> **Source records**:
┏━━

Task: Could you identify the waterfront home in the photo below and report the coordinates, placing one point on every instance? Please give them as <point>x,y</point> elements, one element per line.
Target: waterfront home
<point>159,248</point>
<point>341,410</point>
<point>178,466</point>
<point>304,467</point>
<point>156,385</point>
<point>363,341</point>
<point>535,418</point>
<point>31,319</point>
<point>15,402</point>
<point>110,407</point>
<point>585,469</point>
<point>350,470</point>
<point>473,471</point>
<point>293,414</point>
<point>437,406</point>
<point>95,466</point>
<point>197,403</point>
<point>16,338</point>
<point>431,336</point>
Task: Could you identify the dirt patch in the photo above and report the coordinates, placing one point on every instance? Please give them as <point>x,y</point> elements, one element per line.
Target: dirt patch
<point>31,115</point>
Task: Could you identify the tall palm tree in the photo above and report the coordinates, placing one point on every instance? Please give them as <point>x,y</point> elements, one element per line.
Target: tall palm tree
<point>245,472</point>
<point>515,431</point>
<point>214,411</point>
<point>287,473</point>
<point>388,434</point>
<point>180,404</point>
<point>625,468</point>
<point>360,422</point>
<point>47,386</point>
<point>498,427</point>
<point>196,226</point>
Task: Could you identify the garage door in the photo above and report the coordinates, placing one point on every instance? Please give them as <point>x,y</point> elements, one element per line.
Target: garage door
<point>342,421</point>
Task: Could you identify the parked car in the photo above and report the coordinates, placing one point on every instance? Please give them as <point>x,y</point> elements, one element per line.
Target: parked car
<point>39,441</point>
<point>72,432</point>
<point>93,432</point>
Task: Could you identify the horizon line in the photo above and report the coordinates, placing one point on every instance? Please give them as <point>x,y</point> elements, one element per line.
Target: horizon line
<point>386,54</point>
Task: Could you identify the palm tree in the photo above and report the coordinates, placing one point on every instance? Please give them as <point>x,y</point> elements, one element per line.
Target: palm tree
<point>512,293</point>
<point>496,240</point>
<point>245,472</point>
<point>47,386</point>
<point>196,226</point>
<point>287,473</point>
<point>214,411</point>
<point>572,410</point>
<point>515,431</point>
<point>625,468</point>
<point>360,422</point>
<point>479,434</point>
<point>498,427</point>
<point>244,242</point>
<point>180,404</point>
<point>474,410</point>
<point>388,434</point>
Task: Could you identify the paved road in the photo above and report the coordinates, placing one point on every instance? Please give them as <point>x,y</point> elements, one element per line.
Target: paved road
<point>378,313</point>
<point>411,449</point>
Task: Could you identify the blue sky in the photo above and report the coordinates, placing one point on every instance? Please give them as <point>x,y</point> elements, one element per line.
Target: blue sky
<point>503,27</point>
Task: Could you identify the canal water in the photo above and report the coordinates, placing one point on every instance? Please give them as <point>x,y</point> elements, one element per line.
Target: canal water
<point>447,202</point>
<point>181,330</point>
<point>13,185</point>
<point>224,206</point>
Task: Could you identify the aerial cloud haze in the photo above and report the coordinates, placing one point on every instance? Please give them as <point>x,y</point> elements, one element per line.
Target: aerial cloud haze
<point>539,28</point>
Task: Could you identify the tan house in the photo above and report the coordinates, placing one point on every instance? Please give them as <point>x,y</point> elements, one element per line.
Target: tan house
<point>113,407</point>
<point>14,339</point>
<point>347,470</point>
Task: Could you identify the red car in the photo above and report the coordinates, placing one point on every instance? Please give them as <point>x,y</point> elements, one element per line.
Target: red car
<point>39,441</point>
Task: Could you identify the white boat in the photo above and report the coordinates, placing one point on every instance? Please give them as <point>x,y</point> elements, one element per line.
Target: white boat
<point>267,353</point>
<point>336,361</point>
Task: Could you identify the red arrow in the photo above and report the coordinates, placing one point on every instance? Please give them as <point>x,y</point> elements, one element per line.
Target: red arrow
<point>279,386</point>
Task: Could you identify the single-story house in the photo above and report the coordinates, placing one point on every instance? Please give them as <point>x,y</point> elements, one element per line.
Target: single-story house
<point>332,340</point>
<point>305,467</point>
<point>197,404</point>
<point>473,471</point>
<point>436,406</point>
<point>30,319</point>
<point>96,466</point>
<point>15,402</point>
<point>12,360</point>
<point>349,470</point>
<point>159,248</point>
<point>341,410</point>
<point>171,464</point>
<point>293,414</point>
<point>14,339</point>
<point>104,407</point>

┗━━
┏━━

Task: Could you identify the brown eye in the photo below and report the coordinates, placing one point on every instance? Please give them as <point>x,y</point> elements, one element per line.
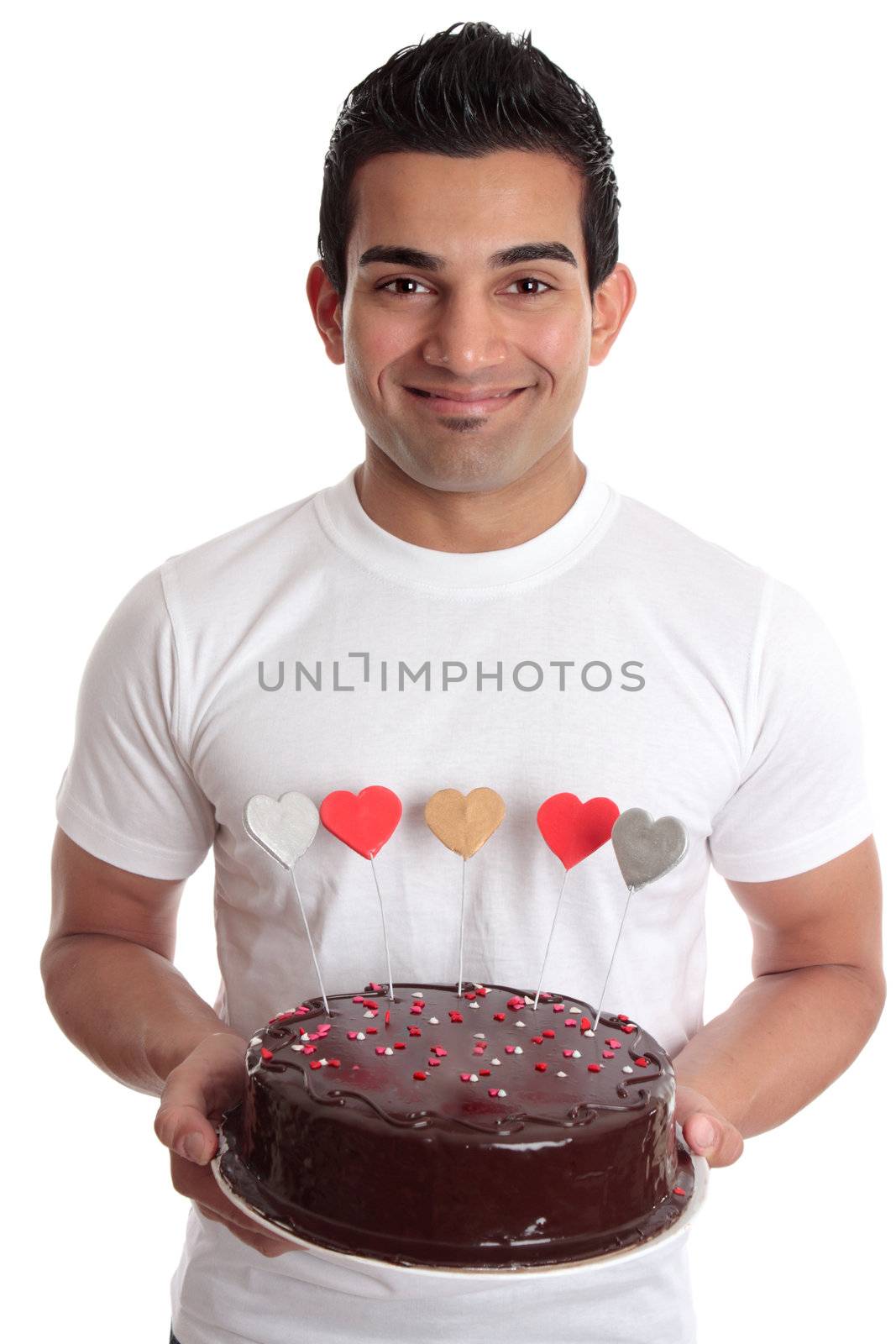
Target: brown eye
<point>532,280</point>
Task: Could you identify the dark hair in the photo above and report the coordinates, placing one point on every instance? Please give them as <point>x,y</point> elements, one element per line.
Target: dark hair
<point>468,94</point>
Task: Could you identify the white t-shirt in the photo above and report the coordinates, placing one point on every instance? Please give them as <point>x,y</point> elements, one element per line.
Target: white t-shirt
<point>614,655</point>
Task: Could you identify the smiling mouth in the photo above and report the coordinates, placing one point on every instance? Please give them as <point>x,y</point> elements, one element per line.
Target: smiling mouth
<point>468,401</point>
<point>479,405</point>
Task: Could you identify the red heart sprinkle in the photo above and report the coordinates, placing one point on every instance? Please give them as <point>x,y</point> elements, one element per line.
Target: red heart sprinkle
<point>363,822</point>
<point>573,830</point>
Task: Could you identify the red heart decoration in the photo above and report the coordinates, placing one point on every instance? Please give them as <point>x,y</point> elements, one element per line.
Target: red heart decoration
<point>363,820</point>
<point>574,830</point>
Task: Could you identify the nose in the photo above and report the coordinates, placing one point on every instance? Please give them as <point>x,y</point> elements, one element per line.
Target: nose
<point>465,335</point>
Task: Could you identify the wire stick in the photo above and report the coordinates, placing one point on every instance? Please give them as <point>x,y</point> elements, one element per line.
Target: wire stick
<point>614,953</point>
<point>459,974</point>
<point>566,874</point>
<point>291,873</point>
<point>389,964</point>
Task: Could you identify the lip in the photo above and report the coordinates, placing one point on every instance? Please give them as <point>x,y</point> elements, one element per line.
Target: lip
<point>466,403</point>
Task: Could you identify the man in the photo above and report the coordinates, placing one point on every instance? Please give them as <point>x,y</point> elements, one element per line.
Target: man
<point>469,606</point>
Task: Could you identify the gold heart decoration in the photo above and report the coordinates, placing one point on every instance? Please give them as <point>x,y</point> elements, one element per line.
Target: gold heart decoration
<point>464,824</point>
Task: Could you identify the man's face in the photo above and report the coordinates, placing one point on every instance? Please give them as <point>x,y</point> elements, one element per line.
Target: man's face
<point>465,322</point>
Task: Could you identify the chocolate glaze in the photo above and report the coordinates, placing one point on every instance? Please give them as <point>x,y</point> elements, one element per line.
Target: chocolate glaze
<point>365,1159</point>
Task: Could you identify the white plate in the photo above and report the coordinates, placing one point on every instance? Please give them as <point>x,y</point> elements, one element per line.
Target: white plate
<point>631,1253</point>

┗━━
┏━━

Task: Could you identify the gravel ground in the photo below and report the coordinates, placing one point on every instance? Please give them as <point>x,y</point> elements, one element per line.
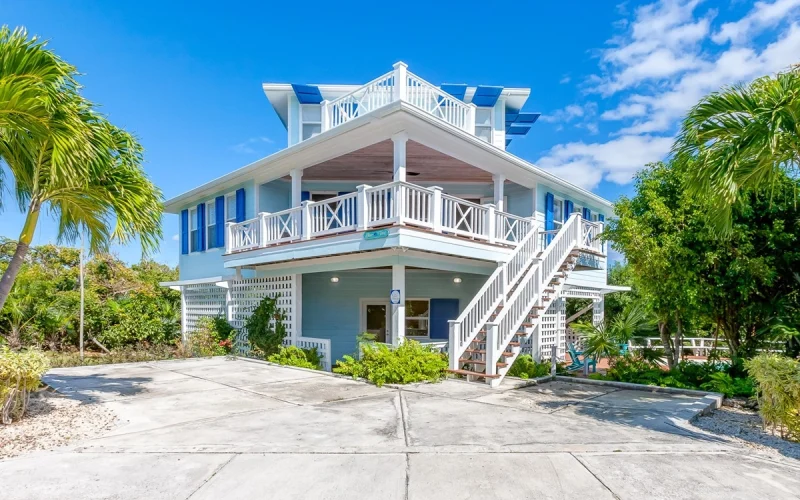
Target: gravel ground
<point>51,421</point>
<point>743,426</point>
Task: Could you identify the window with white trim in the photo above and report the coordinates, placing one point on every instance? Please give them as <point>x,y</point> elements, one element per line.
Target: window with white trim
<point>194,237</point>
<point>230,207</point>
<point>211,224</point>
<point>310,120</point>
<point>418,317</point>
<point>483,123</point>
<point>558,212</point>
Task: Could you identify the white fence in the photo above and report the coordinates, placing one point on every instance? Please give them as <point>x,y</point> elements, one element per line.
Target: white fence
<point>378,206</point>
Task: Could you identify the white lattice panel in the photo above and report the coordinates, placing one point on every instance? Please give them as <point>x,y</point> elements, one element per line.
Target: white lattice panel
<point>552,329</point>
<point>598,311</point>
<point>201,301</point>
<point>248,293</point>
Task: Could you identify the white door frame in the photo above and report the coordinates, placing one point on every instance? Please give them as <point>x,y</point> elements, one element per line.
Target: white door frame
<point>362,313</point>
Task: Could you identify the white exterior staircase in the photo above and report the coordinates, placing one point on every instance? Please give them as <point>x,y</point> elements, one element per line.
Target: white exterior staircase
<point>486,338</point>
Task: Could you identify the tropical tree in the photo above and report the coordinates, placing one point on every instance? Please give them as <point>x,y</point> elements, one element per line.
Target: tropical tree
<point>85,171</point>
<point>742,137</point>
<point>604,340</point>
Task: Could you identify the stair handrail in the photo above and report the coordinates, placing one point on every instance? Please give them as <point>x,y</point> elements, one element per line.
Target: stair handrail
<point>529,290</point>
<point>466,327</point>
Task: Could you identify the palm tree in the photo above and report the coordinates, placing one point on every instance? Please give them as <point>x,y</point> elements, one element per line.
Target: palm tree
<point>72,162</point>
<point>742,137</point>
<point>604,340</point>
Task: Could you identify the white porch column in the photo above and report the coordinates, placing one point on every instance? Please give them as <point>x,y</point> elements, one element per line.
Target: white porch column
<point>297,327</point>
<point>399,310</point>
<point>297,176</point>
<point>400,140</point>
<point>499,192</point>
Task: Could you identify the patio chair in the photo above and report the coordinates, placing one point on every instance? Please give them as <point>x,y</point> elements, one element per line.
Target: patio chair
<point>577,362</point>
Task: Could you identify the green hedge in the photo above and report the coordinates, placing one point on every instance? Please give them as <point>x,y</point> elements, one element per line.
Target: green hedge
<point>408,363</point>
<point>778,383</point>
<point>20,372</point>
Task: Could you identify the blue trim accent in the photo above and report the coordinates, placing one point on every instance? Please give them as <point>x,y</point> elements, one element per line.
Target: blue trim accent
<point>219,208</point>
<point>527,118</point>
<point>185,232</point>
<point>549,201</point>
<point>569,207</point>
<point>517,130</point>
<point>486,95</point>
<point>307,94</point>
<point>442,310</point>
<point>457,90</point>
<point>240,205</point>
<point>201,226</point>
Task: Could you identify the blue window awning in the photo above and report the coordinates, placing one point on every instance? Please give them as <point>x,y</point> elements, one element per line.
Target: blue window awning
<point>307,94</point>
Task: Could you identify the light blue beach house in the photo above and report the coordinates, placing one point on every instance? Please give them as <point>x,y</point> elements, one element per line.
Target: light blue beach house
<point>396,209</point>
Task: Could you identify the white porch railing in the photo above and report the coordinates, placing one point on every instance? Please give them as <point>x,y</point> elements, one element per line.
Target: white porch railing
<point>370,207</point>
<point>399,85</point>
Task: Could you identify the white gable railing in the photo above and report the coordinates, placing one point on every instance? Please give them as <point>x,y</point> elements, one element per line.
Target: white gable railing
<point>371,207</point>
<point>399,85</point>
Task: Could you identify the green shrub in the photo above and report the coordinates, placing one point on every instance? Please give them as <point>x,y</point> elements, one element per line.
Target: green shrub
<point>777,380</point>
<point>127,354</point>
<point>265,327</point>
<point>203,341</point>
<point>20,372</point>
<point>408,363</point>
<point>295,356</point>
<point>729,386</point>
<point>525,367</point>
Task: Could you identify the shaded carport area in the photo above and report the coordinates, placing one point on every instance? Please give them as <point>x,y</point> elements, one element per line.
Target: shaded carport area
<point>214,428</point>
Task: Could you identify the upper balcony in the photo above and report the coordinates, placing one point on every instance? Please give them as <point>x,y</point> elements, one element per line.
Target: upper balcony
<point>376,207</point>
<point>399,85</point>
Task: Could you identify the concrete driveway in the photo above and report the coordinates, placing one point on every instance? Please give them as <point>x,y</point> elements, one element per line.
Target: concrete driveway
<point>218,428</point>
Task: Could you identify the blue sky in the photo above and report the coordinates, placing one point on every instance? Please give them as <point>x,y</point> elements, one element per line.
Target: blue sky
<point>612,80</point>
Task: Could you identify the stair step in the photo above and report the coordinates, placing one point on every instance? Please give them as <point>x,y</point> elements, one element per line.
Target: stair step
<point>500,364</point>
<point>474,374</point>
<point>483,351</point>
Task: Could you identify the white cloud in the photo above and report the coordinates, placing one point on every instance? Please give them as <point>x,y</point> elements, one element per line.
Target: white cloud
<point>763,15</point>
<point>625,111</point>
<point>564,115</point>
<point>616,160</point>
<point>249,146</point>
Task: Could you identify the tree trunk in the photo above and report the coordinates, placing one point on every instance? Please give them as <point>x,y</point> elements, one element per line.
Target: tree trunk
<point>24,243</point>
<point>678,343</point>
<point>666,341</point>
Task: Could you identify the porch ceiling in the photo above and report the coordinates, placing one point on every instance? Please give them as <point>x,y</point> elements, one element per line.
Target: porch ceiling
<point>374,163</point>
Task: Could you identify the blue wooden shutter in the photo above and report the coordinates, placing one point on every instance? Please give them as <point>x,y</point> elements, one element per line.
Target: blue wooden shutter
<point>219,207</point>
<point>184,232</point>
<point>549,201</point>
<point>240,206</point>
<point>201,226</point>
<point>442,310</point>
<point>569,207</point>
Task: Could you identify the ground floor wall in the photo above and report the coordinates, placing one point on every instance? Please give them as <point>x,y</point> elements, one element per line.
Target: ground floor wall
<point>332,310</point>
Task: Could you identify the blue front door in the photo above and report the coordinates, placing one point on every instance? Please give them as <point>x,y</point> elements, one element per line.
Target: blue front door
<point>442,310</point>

┗━━

> **Request**: Rewrite everything in the rows above from the line containing "Task: Could you identify the shaded" down to the line containing "<point>214,428</point>" as a JSON list of strings, one string per line, leaving out any blank lines.

> **Task response**:
[
  "Task: Could you identify the shaded carport area in the photo above and report the coordinates, placing one point on every instance? Please give them as <point>x,y</point> elements, one element per line.",
  "Target: shaded carport area",
  "<point>214,428</point>"
]